---- Text to read
Everyone who works for or with TriHead has some responsibility for ensuring data is collected, stored and handled appropriately.

Each team that handles personal information must ensure that it is handled processed in line this policy and data protection principles.

However, these people have key areas of responsibility:

  • Top management is ultimately responsible for ensuring that TriHead meets its legal obligations.
  • The information officer is responsible for:
    • Keeping the board update about data protection responsibilities, risks, and issues.
    • Reviewing all personal information protection procedures and related policies, in line with an agreed schedule.
    • Arranging data protection training and advice for the parties covered in this framework.
    • Handling data protection questions from staff and anyone else covered by this policy.
    • Dealing with requests from individuals to see the data TriHead holds about them.
    • Checking and approving any contracts or agreements with third parties that may handle the company’s sensitive data.
  • The IT manager, is responsible for:
    • Ensuring all systems, services and equipment used for storing personal information meet acceptable security standards.
    • Performing regular checks and scans to ensure security hardware and software is functioning properly.
    • Evaluating any third-party services the company is considering using to store or process personal information. For instance, cloud computing services.
    • Either performing or obtaining third party assessments to gauge the level of the company’s security of personal information and identify and improve any areas of weakness.
  • The marketing manager, is responsible for:
    • Approving any personal information protection statements attached to communications such as emails and letters.
    • Addressing any personal information protection queries from journalists or media outlets like newspapers.
    • Where necessary, working with other staff to ensure marketing initiatives abide by personal information protection principles.

The Protection of Personal Information Act No.4 of 2013 describes how organisations including [Provider/FSP] must collect, handle and store as well as discard personal information.

The rules apply regardless of whether data is stored electronically, on paper or on other materials.

To comply with regulatory requirements, personal information must be collected and used fairly, stored safely and not disclosed unlawfully.

This policy is underpinned by eight important principles. The principles state that data must:

  1. Be processed fairly and lawfully.
  2. Be obtained only for specific, lawful purposes.
  3. Be adequate, relevant and not excessive.
  4. Be accurate and kept up to date.
  5. Not be held for any longer than necessary.
  6. Processed in accordance with the rights of data subjects or competent persons if the data subject is a child.
  7. Be protected in appropriate ways.
  8. Not be transferred outside the borders of South Africa unless that country or territory also ensures an adequate level of protection.

TriHead has an obligation to ensure that its clients, and the staff members of such clients maintain the same level of security when accessing and processing personal information on the client information management system.

TriHead shall ensure that this is contractually agreed upon between the parties and that the FSP is able to demonstrate its adherence to the legislation.

TriHead shall also ensure that the on-boarding documentation signed by consumers (group scheme customers) includes a consent clause, whereby such policyholders or potential policyholders grant TriHead the necessary consent to process and maintain their personal information and that of their beneficiaries.

  • Data Protection Risk Identification, Analysis, Assessment and Prioritisation


This policy helps to protect TriHead from data security risks. When assessing risk, both inherent and residual risk is considered. Inherent risk considers the “worst case scenario” whilst residual risk measures the current level of risk considering the adequacy and effectiveness of controls and measures already in place thus understanding any remaining risk to which the organisation may be exposed.
--------
---- Material shown
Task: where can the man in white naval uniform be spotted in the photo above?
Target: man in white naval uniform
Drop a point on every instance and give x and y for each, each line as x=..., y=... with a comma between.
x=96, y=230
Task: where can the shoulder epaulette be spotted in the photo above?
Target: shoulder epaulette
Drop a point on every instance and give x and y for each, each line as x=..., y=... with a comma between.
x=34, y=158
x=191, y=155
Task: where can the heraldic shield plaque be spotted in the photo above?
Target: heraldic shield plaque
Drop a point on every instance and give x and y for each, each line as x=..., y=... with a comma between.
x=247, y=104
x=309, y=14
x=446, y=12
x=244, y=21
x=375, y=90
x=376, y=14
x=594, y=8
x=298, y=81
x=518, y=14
--------
---- Material shown
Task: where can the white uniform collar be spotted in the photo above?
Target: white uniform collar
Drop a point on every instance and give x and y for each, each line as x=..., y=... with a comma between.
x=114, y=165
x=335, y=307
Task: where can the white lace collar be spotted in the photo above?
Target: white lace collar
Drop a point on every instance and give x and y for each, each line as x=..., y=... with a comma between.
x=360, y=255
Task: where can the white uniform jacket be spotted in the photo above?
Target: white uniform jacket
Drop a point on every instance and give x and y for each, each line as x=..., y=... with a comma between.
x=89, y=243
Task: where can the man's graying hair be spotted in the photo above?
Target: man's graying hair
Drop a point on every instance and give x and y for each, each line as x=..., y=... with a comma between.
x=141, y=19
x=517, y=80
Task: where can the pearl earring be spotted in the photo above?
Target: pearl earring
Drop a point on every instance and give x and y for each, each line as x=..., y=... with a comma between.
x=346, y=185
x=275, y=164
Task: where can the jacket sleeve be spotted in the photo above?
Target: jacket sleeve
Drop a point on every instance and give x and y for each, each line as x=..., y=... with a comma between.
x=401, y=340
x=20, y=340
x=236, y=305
--------
> _Directives_:
1. Reproduce the data protection policy between "However, these people" and "by this policy.", inclusive, substituting "privacy officer" for "information officer".
2. Resume the data protection policy after its final sentence and carry it forward.
The material has no connection to the data protection policy.

> _Outputs in order_:
1.
However, these people have key areas of responsibility:

  • Top management is ultimately responsible for ensuring that TriHead meets its legal obligations.
  • The privacy officer is responsible for:
    • Keeping the board update about data protection responsibilities, risks, and issues.
    • Reviewing all personal information protection procedures and related policies, in line with an agreed schedule.
    • Arranging data protection training and advice for the parties covered in this framework.
    • Handling data protection questions from staff and anyone else covered by this policy.

2.
Assessment of inherent risk assists in:

  • Understanding of exposure level in the event of a significant control failure.
  • Identifying key controls and considering their effectiveness.
  • Understanding the relationship between risks and their associated responses and controls.
  • Developing effective key risk indicators and controls.

Residual risk is essential to determining the organisation’s current levels of risk and shall always be used. Determining the residual risk requires, as a pre-requisite, considering existing measures and controls that have already been implemented and assessing/ estimating the adequacy and effectiveness thereof.

  • Data Protection Control Measures


  • The only people able to access data covered by this policy shall be those who need it for their work in relation to and on behalf of the FSP as contracted to do so;
  • Data shall not be shared informally. When access to confidential information is required, employees may request it from their line managers.
  • TriHead will provide training to all employees to help them understand their responsibilities when handling data.
  • Employees shall keep all data secure, by taking sensible precautions and following the guidelines below.
  • Strong passwords must be used, and they shall never be shared. Password updates shall become routine in the organisation.
  • Personal information shall not be disclosed to unauthorised people, either within the company or externally.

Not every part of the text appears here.